# Studying in Japan - Waseda



## aliceT

Hello everyone, 

I am planning to spend a year in Tokyo as an exchange student at Waseda and I would be very happy to hear any advice/thought regarding this university, the difficulty level, life as a student in Tokyo...

Thank you all in advance,

alice


----------



## KabukiChick

I dont know about the University, but if you are up for fun places to go in Tokyo, I can help you there! What year are you in college?


----------



## aliceT

Hello KabukiChick, 

Sorry for the late reply and thank you for your post.
I will be joining Waseda as a gap year between my 4th and my 5th (and last) year of university in France (I believe it is roughly equivalent to a second year grad student in the US).


----------



## rokes

*I'm an alumni !*

Hey Alice

I am an alumni of Waseda Univ. I graduated way back in the '90s - and am therefore much older than you- but I've enjoyed every moment of my four years of undergrad years and my two years in graduate school. In fact, that's where I met my husband!
You should know that Waseda is one of the best schools in Japan. In fact, it wouldn't be an exaggeration to say that it is the best private University in Japan, along with Keio University, so congradulations for being accepted as an exchange student! You should be very proud of yourself:clap2:

Unfortunately, I am currently living in Yokkaichi, Mie - much closer to Kyoto and Osaka than central Tokyo, so I wouldn't be able to help you very much in terms of places to go and things to do around the Tokyo metropolitan area, but I can assure you, there are plenty to see and plenty to do. 
I've only been to Paris once for a week or so, and that was way back in the 90's when my parents lived in London, but Tokyo is much like Paris or London in the sense that public transportation is excellent - you can go Anywhere by train, subway and bus - and that you can find almost everything you need, whether it is food, clothing, books, clubs, etc.

So, enjoy your stay, but stay out of trouble - young foreign students are just as easy targets of crime in Tokyo as would be in any other big city. I hope your 2 years in Japan will be worthwhile. 

Keep in touch!

Rokes


----------

--------------------------------------------------

=== Written request ===
Return the passage of the Waseda forum thread starting with "Unfortunately, I am" and going on through "books, clubs, etc.", copied word for word.

--------------------------------------------------

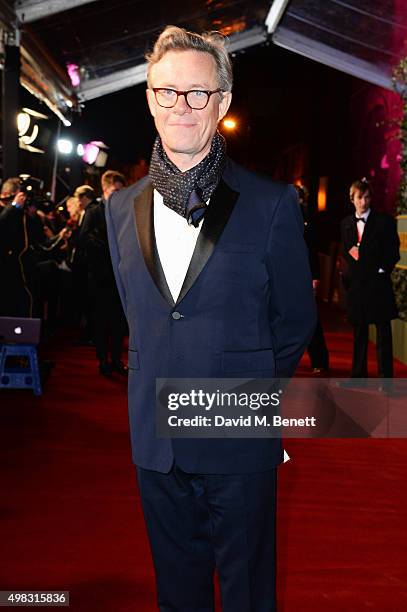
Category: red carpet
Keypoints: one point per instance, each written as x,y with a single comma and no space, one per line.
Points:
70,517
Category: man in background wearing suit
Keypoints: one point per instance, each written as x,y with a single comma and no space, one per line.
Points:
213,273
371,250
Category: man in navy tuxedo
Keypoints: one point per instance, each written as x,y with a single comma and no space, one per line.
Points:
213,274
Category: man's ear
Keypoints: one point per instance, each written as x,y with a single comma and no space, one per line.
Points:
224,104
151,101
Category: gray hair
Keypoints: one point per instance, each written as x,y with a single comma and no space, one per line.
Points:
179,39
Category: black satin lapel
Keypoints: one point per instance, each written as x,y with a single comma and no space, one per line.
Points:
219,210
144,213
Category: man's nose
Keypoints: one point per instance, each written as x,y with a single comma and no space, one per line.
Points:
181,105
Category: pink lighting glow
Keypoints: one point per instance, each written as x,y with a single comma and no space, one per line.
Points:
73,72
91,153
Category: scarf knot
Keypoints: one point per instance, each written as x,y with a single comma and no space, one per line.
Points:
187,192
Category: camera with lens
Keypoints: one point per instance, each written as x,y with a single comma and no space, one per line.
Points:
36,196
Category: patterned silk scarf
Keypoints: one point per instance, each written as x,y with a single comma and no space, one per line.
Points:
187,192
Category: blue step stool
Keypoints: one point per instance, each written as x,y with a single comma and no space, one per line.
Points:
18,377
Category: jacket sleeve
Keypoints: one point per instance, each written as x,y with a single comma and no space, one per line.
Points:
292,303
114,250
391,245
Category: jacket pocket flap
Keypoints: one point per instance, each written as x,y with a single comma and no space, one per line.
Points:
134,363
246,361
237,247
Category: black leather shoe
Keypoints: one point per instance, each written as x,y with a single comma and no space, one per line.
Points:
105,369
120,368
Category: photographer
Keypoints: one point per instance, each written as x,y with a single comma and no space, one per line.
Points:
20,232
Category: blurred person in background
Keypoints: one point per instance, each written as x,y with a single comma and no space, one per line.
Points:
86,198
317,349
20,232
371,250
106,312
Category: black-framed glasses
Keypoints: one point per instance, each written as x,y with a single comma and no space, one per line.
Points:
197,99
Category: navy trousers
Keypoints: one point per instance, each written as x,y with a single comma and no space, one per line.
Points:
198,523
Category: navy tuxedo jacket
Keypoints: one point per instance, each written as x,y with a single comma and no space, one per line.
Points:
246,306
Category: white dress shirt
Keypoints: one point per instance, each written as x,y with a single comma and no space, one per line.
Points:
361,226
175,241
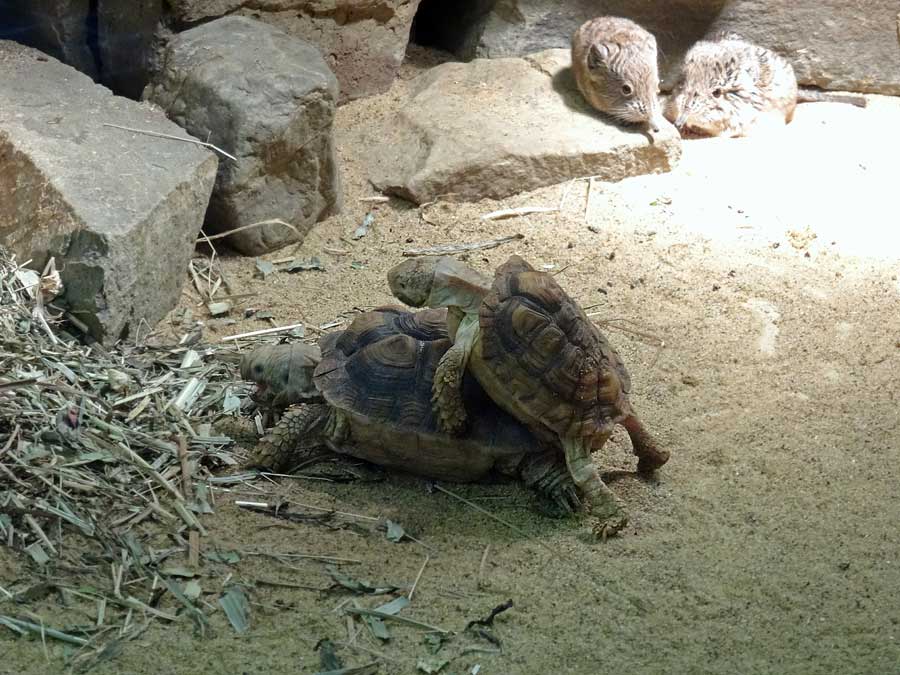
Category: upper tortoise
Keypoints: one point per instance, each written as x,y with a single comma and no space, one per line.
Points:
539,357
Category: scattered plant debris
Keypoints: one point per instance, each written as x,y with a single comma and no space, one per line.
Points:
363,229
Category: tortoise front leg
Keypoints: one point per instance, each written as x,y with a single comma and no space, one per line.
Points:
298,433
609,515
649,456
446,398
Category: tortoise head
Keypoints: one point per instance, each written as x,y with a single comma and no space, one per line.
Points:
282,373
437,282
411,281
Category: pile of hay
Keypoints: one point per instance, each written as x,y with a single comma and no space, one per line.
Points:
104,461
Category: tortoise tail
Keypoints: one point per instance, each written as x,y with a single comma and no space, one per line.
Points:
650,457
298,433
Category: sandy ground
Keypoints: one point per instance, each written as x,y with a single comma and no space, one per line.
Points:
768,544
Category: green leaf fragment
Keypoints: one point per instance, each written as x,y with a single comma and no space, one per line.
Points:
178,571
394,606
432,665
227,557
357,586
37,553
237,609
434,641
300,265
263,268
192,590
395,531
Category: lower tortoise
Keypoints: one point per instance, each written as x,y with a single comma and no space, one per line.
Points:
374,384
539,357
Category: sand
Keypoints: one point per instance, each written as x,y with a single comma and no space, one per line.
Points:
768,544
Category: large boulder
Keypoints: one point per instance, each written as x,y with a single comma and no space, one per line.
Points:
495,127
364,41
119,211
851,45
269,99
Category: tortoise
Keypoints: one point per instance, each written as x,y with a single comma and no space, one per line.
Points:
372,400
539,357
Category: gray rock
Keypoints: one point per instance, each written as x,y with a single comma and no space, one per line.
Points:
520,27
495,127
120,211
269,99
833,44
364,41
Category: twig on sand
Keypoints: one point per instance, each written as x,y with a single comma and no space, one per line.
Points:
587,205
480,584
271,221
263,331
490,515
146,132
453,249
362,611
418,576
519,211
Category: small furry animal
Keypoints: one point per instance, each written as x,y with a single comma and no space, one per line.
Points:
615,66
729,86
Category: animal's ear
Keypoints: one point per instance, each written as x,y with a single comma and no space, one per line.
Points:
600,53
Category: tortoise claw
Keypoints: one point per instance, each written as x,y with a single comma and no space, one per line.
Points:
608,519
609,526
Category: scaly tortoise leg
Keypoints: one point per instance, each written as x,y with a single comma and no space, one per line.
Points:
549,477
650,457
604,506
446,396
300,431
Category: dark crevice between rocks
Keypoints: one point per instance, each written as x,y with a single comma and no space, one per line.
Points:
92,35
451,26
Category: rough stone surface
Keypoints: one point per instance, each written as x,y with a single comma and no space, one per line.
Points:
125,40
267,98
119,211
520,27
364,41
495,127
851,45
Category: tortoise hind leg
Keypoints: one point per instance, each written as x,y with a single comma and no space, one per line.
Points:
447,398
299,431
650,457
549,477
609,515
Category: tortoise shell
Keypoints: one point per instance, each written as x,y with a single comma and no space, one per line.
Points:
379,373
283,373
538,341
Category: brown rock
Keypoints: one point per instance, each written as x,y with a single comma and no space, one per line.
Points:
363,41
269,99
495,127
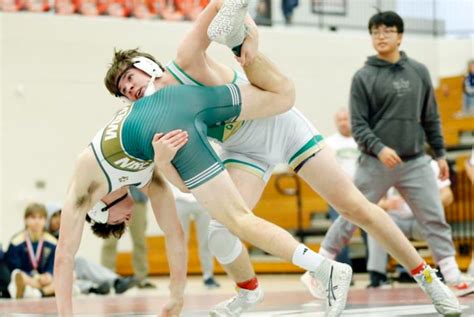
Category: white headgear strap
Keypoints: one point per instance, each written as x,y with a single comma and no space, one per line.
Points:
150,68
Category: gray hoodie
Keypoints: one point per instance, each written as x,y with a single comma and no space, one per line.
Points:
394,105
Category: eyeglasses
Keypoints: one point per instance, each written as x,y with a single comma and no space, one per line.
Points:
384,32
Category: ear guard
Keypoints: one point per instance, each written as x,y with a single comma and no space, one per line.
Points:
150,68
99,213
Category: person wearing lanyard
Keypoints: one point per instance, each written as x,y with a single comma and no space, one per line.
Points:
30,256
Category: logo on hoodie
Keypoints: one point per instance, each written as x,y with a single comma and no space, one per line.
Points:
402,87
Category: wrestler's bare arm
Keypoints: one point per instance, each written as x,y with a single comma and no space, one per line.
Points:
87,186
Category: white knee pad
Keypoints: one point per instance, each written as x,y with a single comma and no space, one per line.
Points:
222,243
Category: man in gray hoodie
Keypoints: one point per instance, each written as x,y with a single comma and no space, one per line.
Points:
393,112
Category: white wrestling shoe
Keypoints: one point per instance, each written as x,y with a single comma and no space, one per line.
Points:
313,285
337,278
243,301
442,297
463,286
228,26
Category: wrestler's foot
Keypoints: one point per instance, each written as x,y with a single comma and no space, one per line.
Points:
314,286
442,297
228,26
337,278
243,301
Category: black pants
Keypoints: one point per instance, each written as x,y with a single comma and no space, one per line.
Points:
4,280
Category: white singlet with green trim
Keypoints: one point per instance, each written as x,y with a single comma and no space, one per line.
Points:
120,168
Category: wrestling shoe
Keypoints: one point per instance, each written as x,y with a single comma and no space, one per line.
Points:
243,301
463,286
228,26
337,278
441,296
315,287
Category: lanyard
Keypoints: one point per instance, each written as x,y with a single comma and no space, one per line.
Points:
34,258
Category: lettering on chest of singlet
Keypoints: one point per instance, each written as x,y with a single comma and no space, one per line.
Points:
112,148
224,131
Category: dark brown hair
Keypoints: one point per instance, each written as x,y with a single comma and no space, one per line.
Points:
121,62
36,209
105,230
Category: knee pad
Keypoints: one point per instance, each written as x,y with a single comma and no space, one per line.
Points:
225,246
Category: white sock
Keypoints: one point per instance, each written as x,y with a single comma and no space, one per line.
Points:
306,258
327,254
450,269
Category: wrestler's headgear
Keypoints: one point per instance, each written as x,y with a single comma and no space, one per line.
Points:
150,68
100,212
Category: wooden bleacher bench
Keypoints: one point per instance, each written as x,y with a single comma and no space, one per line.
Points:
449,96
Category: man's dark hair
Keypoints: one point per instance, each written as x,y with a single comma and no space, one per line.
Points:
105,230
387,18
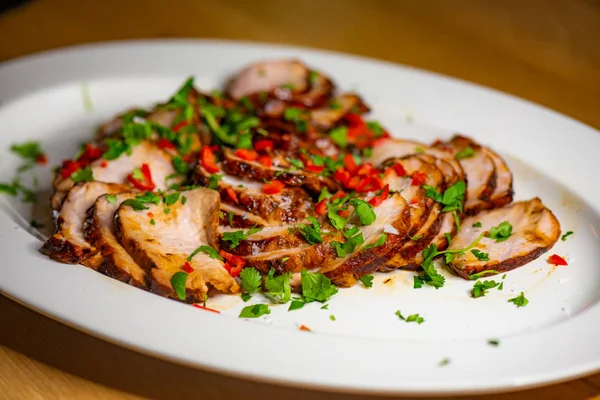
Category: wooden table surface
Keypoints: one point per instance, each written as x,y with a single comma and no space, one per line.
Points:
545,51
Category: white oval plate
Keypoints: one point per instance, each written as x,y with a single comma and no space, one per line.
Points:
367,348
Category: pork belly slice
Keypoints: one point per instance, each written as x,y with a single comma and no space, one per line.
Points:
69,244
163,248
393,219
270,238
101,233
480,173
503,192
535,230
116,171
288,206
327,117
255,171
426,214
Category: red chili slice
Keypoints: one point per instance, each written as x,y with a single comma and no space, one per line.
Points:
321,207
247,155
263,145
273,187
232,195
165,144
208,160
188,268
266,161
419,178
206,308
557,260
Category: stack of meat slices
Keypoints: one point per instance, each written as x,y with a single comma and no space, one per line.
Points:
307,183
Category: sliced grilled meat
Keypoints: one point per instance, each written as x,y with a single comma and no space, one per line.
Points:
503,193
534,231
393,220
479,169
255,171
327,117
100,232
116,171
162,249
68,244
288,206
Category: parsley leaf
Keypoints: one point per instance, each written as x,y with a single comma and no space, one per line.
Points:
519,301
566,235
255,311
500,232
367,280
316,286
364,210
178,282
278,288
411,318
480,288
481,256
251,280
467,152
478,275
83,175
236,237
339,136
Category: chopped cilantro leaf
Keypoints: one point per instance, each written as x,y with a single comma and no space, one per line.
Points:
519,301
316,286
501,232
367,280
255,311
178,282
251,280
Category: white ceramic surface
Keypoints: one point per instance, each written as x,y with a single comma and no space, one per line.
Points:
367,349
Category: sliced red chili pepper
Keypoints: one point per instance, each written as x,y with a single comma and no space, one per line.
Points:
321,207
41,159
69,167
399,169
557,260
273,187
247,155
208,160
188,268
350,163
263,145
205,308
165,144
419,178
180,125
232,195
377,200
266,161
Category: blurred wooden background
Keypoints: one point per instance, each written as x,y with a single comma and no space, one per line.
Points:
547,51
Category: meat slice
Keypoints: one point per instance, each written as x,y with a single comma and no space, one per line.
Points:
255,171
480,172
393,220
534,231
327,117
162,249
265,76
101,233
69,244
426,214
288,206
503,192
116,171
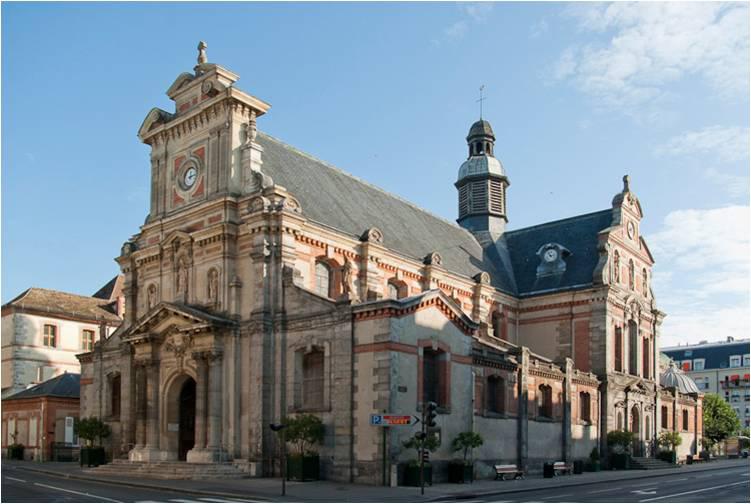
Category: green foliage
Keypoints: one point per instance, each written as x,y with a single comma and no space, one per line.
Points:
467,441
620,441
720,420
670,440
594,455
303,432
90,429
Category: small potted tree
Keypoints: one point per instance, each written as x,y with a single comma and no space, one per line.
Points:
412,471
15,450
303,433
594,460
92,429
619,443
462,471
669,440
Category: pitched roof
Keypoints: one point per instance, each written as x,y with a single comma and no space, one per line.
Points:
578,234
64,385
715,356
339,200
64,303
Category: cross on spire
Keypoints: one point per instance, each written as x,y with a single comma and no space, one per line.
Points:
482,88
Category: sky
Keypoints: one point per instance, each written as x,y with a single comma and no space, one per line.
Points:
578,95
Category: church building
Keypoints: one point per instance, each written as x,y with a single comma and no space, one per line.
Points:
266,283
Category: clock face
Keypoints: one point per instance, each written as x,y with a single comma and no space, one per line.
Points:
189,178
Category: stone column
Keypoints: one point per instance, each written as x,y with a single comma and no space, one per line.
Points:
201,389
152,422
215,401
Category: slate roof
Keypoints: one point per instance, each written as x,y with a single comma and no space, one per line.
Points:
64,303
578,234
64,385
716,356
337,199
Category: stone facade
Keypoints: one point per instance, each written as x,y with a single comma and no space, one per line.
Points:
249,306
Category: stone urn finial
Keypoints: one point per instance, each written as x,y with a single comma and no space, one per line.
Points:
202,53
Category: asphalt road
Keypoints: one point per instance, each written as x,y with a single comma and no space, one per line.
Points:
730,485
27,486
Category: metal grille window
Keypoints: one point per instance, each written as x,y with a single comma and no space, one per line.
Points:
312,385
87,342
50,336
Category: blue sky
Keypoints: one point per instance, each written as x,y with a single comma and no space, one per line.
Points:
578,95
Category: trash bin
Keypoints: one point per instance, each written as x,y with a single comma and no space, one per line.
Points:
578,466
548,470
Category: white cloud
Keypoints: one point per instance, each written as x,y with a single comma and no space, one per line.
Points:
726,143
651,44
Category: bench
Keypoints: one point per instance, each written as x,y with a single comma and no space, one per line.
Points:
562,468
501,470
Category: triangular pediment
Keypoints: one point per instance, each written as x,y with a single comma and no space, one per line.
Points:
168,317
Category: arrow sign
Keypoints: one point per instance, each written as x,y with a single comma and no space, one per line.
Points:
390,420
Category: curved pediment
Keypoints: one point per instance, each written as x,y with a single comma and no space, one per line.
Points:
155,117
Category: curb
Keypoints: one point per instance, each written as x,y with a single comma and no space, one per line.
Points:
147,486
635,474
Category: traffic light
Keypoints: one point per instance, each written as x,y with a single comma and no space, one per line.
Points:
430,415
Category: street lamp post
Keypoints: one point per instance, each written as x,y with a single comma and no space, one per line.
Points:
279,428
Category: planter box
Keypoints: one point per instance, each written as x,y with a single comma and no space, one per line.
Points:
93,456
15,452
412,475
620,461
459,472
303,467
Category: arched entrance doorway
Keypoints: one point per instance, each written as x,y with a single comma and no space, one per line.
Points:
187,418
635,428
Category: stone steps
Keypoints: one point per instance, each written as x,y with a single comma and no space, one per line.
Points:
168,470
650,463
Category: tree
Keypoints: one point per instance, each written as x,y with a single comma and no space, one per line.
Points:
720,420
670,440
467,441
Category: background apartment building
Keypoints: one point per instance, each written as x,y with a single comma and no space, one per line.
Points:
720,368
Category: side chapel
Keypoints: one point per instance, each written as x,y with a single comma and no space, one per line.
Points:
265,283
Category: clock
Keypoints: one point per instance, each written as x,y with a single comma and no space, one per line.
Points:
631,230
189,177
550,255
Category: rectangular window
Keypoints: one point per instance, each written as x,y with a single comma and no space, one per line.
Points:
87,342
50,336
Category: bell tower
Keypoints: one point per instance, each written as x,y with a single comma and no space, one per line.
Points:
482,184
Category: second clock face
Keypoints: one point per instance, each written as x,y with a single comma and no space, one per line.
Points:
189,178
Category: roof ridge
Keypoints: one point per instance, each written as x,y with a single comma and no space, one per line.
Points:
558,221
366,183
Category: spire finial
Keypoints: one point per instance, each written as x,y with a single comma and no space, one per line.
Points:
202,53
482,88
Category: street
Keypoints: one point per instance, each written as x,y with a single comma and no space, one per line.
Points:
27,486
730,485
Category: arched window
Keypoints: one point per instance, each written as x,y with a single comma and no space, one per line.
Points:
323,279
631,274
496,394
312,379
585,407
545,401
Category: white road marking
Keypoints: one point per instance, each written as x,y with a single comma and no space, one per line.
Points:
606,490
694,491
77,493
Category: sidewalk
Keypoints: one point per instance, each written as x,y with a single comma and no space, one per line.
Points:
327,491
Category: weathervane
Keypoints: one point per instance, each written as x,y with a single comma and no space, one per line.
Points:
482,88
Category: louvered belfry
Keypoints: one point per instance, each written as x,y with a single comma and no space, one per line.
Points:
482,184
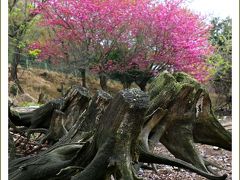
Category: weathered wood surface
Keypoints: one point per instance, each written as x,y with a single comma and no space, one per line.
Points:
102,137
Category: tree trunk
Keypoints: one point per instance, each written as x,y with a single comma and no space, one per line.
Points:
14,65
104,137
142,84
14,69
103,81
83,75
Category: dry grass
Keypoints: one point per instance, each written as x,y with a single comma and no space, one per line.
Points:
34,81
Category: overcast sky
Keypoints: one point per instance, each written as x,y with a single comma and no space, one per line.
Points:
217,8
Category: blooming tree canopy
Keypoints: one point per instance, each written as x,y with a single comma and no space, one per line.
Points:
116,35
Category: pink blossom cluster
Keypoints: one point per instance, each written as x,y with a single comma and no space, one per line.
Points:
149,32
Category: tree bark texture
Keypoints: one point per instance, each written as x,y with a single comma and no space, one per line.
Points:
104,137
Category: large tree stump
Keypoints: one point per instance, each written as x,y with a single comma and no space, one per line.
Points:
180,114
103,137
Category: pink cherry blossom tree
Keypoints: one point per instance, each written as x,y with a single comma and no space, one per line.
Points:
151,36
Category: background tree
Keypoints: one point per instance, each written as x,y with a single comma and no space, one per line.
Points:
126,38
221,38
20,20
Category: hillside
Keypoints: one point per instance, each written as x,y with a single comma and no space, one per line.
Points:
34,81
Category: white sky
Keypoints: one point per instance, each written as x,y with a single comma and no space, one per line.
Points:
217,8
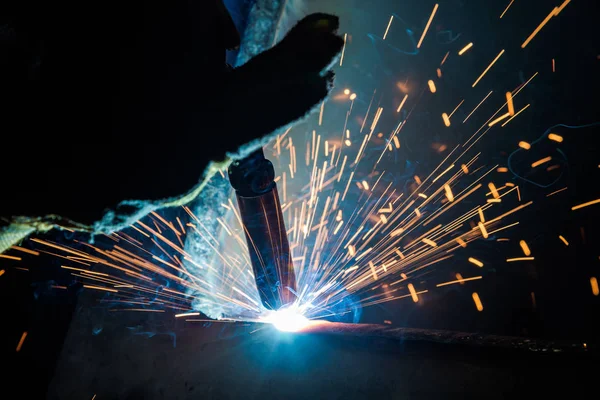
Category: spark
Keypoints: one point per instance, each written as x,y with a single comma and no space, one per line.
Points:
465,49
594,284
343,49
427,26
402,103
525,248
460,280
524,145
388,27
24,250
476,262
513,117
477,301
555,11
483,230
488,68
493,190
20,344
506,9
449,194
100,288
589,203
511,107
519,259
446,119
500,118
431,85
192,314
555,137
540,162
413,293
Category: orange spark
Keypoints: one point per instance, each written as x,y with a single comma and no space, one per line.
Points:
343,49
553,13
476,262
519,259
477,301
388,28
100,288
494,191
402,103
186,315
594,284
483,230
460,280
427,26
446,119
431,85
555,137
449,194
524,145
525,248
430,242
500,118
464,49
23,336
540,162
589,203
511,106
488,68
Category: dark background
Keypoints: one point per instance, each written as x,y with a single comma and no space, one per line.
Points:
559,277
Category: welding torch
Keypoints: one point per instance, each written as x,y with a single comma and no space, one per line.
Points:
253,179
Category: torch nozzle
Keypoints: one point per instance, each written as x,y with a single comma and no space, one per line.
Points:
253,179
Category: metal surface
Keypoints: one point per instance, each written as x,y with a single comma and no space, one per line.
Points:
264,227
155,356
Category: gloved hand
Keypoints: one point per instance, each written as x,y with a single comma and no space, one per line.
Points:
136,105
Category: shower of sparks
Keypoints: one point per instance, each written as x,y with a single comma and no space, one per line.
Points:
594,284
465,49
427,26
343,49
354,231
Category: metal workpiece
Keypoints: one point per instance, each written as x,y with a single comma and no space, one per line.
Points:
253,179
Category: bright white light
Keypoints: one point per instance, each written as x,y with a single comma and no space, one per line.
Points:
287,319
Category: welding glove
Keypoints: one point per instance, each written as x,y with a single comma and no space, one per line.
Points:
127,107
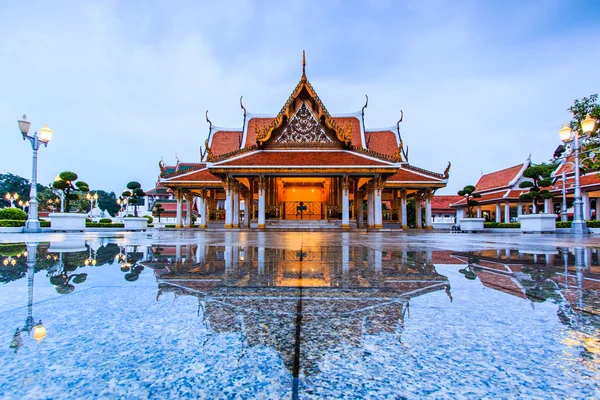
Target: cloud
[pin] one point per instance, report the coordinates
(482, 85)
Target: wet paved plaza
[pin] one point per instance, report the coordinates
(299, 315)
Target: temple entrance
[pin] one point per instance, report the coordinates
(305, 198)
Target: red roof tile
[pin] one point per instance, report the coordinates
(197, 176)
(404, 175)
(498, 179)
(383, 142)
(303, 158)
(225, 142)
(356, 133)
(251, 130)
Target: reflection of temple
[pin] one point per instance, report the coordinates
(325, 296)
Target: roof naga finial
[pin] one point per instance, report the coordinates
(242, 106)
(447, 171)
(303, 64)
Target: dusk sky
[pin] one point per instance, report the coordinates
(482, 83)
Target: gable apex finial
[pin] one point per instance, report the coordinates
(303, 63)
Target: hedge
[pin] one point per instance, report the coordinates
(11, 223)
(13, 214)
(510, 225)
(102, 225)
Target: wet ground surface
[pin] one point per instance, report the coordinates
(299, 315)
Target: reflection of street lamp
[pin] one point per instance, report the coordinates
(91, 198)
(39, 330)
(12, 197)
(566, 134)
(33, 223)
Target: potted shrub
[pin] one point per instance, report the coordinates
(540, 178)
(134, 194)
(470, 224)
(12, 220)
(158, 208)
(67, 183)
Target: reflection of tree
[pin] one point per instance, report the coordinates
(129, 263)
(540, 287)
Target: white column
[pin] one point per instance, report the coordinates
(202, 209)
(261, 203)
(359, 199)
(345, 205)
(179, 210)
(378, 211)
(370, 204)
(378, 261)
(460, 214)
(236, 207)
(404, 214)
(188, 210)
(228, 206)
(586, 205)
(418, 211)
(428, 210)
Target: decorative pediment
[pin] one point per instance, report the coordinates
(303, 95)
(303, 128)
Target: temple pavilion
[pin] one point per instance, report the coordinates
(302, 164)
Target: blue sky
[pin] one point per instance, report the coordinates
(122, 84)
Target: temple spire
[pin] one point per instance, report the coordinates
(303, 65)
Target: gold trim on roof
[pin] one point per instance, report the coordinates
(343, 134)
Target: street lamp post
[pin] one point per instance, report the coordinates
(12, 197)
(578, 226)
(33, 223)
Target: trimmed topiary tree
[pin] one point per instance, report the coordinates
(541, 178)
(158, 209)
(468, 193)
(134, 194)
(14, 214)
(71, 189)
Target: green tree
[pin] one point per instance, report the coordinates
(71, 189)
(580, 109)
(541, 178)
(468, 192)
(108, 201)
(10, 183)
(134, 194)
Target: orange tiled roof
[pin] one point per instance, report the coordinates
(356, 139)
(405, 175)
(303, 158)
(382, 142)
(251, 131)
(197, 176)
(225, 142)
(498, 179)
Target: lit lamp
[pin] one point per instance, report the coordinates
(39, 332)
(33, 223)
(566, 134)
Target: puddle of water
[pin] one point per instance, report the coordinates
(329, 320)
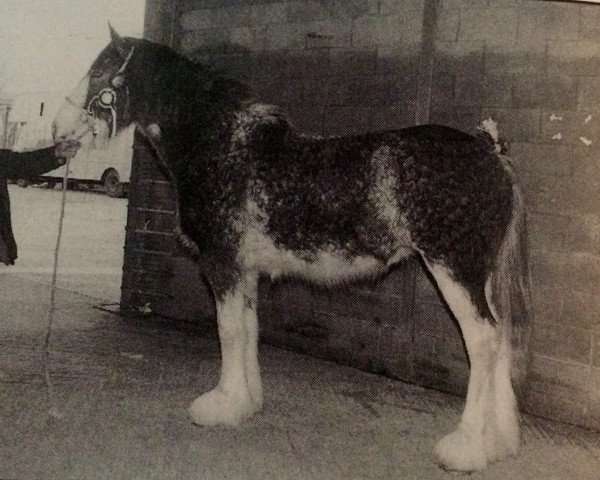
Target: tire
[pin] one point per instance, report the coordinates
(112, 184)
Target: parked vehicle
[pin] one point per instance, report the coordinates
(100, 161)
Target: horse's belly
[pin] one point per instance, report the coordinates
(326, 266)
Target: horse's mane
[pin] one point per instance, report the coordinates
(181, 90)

--------------------------------------------------

=== The solution ===
Unfortunately, I am currently living in Yokkaichi, Mie - much closer to Kyoto and Osaka than central Tokyo, so I wouldn't be able to help you very much in terms of places to go and things to do around the Tokyo metropolitan area, but I can assure you, there are plenty to see and plenty to do. 
I've only been to Paris once for a week or so, and that was way back in the 90's when my parents lived in London, but Tokyo is much like Paris or London in the sense that public transportation is excellent - you can go Anywhere by train, subway and bus - and that you can find almost everything you need, whether it is food, clothing, books, clubs, etc.